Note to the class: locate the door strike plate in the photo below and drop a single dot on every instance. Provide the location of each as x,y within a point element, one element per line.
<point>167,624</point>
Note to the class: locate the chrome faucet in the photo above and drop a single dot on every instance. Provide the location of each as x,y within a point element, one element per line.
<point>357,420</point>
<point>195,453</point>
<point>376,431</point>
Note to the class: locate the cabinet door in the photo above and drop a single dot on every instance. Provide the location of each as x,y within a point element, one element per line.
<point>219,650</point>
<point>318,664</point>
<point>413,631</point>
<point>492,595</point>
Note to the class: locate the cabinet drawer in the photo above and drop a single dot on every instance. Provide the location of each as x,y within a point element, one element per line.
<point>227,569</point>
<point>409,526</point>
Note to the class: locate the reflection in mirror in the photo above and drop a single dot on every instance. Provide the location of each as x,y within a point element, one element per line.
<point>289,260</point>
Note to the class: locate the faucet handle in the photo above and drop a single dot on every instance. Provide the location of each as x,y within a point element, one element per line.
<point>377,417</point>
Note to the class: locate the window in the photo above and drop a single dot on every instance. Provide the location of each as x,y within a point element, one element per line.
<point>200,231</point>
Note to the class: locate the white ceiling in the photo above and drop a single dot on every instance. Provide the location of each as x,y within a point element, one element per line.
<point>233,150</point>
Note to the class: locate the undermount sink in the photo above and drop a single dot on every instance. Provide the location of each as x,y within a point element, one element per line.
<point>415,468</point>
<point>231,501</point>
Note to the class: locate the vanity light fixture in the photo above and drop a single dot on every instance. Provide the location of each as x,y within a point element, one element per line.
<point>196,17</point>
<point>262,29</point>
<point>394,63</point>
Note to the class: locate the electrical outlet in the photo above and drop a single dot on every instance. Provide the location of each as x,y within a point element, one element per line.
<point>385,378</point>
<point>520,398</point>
----
- **Directions for this task**: Copy every row above, substituting "place one marker" for each occurrence of "drop a single dot" and changing nothing else.

- **Correct output**:
Note to the class: locate the door strike plate in the photo below and place one marker on every instance. Provide the location of each as x,y within a point element, one element per line.
<point>167,624</point>
Note to the class: locate the chrome faucet in the photo above and place one marker on every instance. Provide the location of each as x,y within a point element, one element per line.
<point>357,420</point>
<point>195,453</point>
<point>376,431</point>
Note to the class: locate the cabinet door in the photo above and place one marker on every instance. Provide the location of each as x,y within a point element, one element per line.
<point>219,650</point>
<point>318,664</point>
<point>413,631</point>
<point>492,595</point>
Note to the class: locate the cabinet drawer in the photo above and place one marker on every instance. Provide the location of each as x,y within a point element, one element per line.
<point>227,569</point>
<point>409,526</point>
Note to the class: locate the reflection in mirror in the photo above and place one marker on every instance. Provide the location of each as x,y within a point element, one element per line.
<point>289,260</point>
Note to the class: locate the faucet handle in the photo above and place one marker on every instance. Provide the location of each as x,y within a point element, one element per line.
<point>377,417</point>
Note to the class: locate the window in the photo above and place one marker on every instance. Provide the location of each as x,y within a point element, one element per line.
<point>200,231</point>
Note to the class: locate the white ceiling in the photo above and place one marker on every instance. Provide the location of each as x,y within a point element, one element per line.
<point>233,150</point>
Note to the class: locate the undermount sink in the photo above and place one marker on every instance. Provide the location of each as x,y within a point element, one element per line.
<point>415,468</point>
<point>231,501</point>
Note to the class: locate the vanity light fixture in the photo above and place one marker on every instance. Provide the location of each as x,y within a point element, one element per line.
<point>196,17</point>
<point>262,29</point>
<point>394,63</point>
Note to the class: locate the electrical outlet in the photo above and place one marker on every instance. Provide the location of each as x,y within a point element, one element per line.
<point>385,378</point>
<point>520,398</point>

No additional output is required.